• ТРЕБОВАНИЯ К ЗАДАНИЮ
a) Выпишите без изменений участок отрывка о фондах от слов «Хотя обвинение в» до слов «демократического общества в США112.» включительно.
b) Кто, согласно отрывку о фондах, возглавлял комиссию сената, созданную в 1954 году?
c) Напишите продолжение отрывка о фондах, начиная сразу после его последнего предложения.

• ИСХОДНЫЙ ОТРЫВОК
______________________________

В Палате представителей прошли продолжительные слушания, на которых свидетельствовали и выступали с проникновенными речами такие знаменитые представители одновременно и бизнеса, и филантропии, как Генри Форд младший, Джон Д. Рокфеллер III-й, Альфред Слоан и многие другие. В итоге большинство заведомых противников фондов вынуждено было признать беспочвенность их обвинений в «подрывной деятельности» и уклонении от целей, дающих фондам право на освобождение от налогов.

Вскоре за дело взялись сенаторы, недовольные подобным исходом дебатов конгрессменов. Они предприняли новую атаку на фонды, создав Комиссию сената под началом республиканца Б. Кэрролла Риса (Reece Committee, 1954), которая поставила целью всесторонне изучить как мотивы создания фондов, так и их влияние на общественную жизнь. Ее деятельность отразила консервативные взгляды политиков, привыкших к традиционной «благотворительности милосердия» и считавших подрывными или, по меньшей мере, подозрительными социальные функции новой филантропии как активного участника публичной жизни.

Комиссия пыталась выяснить механизм «ухода» фондов от налогов и сохранение «династического» – через наследников основателей фондов – контроля над ними. Ее членов интересовало влияние фондов на социальные науки, общественное мнение и политику в тех случаях, когда они используют финансовую и иную опеку научных исследований в университетах и мозговых центрах. Подозрение членов Комиссии Риса вызывала также возрастающая сила их бюрократии, усиление влияния на прессу и радио, а особенно роль фондов и их лидеров в поощрении «интернационалистской» (тогда значившей «просоветской») зарубежной политики и тем самым – «подрывной деятельности».

Хотя обвинение в поддержке фондами коммунизма постепенно отпало, остались не прояснёнными существенные проблемы рождающегося независимого сектора, а среди них следующий судьбоносный вопрос. Не подрывает ли американскую демократию нарастающая финансовая и политическая мощь фондов, сосредоточенная в руках сверхбогатых филантропов и немногочисленной гильдии подконтрольных им управляющих и опекунов?

Поскольку работа комиссии Риса совпала с падением маккартизма, ее результаты были Конгрессом на время отставлены, но лидеры фондов широко использовали их для перестройки (и модернизации) своей деятельности. Они хотели не только быть готовыми к новым нападкам, им также важно было усилить самоконтроль и открытость, чтобы склонить власти и общественное мнение к признанию их и опекаемых ими бесприбыльных организаций легитимным и лояльным сектором демократического общества в США112.

______________________________

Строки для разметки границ

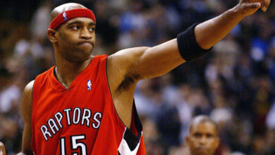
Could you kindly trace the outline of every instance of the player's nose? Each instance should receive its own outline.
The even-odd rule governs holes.
[[[87,28],[83,28],[80,31],[80,38],[90,39],[92,39],[92,33],[89,31]]]

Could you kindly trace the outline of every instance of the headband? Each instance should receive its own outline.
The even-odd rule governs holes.
[[[51,24],[49,26],[49,29],[55,30],[63,23],[66,23],[68,20],[78,17],[89,18],[95,23],[95,17],[94,13],[92,13],[91,10],[87,8],[75,8],[66,11],[58,15],[51,22]]]

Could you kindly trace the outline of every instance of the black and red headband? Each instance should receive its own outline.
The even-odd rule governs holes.
[[[95,17],[94,13],[91,10],[87,8],[75,8],[66,11],[58,15],[51,22],[51,24],[49,26],[49,29],[55,30],[61,25],[68,22],[69,20],[78,17],[89,18],[95,23]]]

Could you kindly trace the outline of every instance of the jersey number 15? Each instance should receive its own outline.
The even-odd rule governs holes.
[[[86,140],[85,135],[72,135],[70,136],[70,145],[71,149],[72,151],[75,151],[80,149],[80,154],[78,153],[72,153],[72,155],[87,155],[87,146],[82,142],[79,142],[80,140]],[[66,139],[64,137],[60,138],[60,154],[66,155]]]

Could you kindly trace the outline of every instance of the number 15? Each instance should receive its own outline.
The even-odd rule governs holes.
[[[70,136],[71,140],[71,149],[72,151],[77,150],[80,149],[80,154],[78,153],[72,153],[72,155],[87,155],[87,146],[82,142],[79,142],[79,140],[86,140],[85,135],[72,135]],[[60,154],[66,155],[66,139],[65,137],[60,138]]]

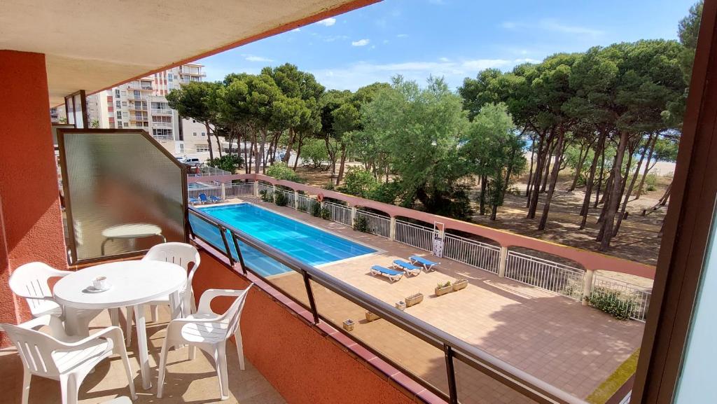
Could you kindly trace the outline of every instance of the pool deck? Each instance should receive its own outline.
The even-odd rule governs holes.
[[[320,269],[391,305],[422,293],[423,302],[407,309],[407,313],[579,398],[587,397],[640,345],[642,323],[616,320],[579,301],[449,259],[435,259],[442,262],[437,271],[404,276],[395,283],[372,276],[369,271],[372,265],[390,266],[397,258],[430,254],[258,198],[245,200],[381,250]],[[440,297],[434,294],[437,283],[458,278],[469,280],[465,289]],[[271,281],[290,294],[305,299],[298,273]],[[385,321],[366,321],[363,309],[317,285],[314,293],[323,316],[337,324],[348,318],[361,320],[354,335],[437,387],[445,385],[442,351]],[[416,341],[407,343],[408,339]],[[471,396],[487,398],[490,390],[498,393],[500,402],[522,402],[506,400],[506,389],[490,385],[490,380],[478,382],[480,376],[475,370],[458,367],[457,378],[459,394],[465,390],[475,393]]]

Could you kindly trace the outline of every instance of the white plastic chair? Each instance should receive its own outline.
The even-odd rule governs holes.
[[[183,311],[189,314],[196,311],[196,306],[194,303],[194,292],[191,289],[191,281],[194,277],[194,273],[199,268],[201,258],[199,252],[194,245],[184,243],[164,243],[158,244],[150,248],[149,251],[144,257],[143,261],[166,261],[176,263],[187,271],[186,287],[179,291],[180,304],[183,306]],[[157,321],[158,306],[169,305],[169,296],[162,298],[148,304],[151,308],[152,321]],[[127,308],[127,345],[129,346],[132,340],[132,318],[134,309],[132,306]]]
[[[33,317],[45,314],[62,317],[62,308],[53,299],[49,279],[62,278],[72,273],[60,271],[49,265],[34,262],[19,266],[10,276],[10,290],[16,295],[25,298]],[[100,314],[100,310],[79,310],[80,316],[87,324]]]
[[[137,398],[122,329],[109,327],[83,339],[72,341],[64,336],[59,323],[57,317],[45,315],[18,326],[0,324],[0,329],[7,334],[17,348],[24,365],[22,404],[27,404],[33,375],[59,380],[62,404],[75,404],[82,380],[97,364],[113,354],[122,358],[130,393],[133,400]],[[57,338],[34,329],[47,325],[50,326]]]
[[[247,301],[252,283],[243,291],[208,289],[199,299],[196,314],[185,319],[175,319],[167,327],[167,335],[159,357],[159,379],[157,381],[157,398],[162,398],[164,376],[166,373],[167,351],[174,347],[189,345],[189,359],[194,359],[194,348],[198,347],[212,356],[219,380],[222,400],[229,398],[229,377],[227,370],[227,340],[234,335],[239,354],[239,365],[244,370],[244,348],[239,323],[242,310]],[[224,314],[212,311],[212,301],[218,296],[236,296]]]

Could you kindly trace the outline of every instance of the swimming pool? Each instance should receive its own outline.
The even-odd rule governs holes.
[[[209,216],[240,230],[300,261],[314,266],[376,251],[370,247],[250,203],[204,207],[201,210]],[[213,243],[216,242],[219,245],[223,246],[222,235],[215,228],[192,215],[189,216],[189,222],[197,235],[207,241]],[[224,250],[223,247],[221,249]],[[230,249],[236,256],[233,245],[230,245]],[[265,276],[291,271],[243,243],[239,243],[239,249],[247,266]]]

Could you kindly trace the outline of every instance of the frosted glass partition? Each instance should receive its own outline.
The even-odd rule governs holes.
[[[186,174],[146,132],[57,133],[72,261],[186,241]]]

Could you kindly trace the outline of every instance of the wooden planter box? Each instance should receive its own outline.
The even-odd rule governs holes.
[[[404,301],[406,302],[406,307],[415,306],[423,301],[423,293],[416,293],[413,296],[409,296],[404,299]]]
[[[436,286],[435,291],[436,292],[436,296],[448,294],[453,291],[453,286],[448,285],[447,286]]]
[[[374,314],[374,313],[368,311],[366,312],[366,321],[375,321],[380,318],[381,317],[379,317],[378,314]]]
[[[455,282],[453,282],[453,290],[458,291],[461,289],[465,289],[466,286],[468,286],[467,279],[459,279]]]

______________________________

• ОТВЕТЫ
a)
Хотя обвинение в поддержке фондами коммунизма постепенно отпало, остались не прояснёнными существенные проблемы рождающегося независимого сектора, а среди них следующий судьбоносный вопрос. Не подрывает ли американскую демократию нарастающая финансовая и политическая мощь фондов, сосредоточенная в руках сверхбогатых филантропов и немногочисленной гильдии подконтрольных им управляющих и опекунов?

Поскольку работа комиссии Риса совпала с падением маккартизма, ее результаты были Конгрессом на время отставлены, но лидеры фондов широко использовали их для перестройки (и модернизации) своей деятельности. Они хотели не только быть готовыми к новым нападкам, им также важно было усилить самоконтроль и открытость, чтобы склонить власти и общественное мнение к признанию их и опекаемых ими бесприбыльных организаций легитимным и лояльным сектором демократического общества в США112.

b) Республиканец Б. Кэрролл Рис.

c)
***

Значительное влияние на сферу бесприбыльных организаций и филантропии оказала предпринятая Конгрессом в послевоенное десятилетие систематизация американской налоговой системы. Последняя представляла собой к тому времени беспорядочную мозаику дополнений и поправок, введенных законодателями, начиная с 1916 года, под влиянием различных, нередко противоречащих друг другу идей, поводов и обстоятельств. Быстрый рост числа и роли фондов и других бесприбыльных организаций, ажиотаж, вызванный расследованиями их деятельности, вынудили Конгресс упорядочить предоставление им статуса освобождения от налогов и провести регулирование их деятельности.

Ранее все организации, добившиеся этого статуса, попадали в одну и ту же и очень размытую по критериям секцию Налогового кодекса – от филантропических фондов и братских лож до коммунальных сберегательных банков и страховых организаций. Учитывая результаты упомянутых расследований и слушаний в комиссиях Кокса и Риса, все освобождаемые от налога организации были, начиная с Налогового кодекса 1954 года, сведены в крупную секцию 501 (с). Этот порядок сохраняется до сих пор с необходимыми поправками, вызванными вновь возникшими обстоятельствами. Сейчас эта секция охватывает около 30 групп бесприбыльных организаций общим числом более 1,5 млн., различающихся характером и целями деятельности, видом и размером налоговых льгот, а также объемом регулирования.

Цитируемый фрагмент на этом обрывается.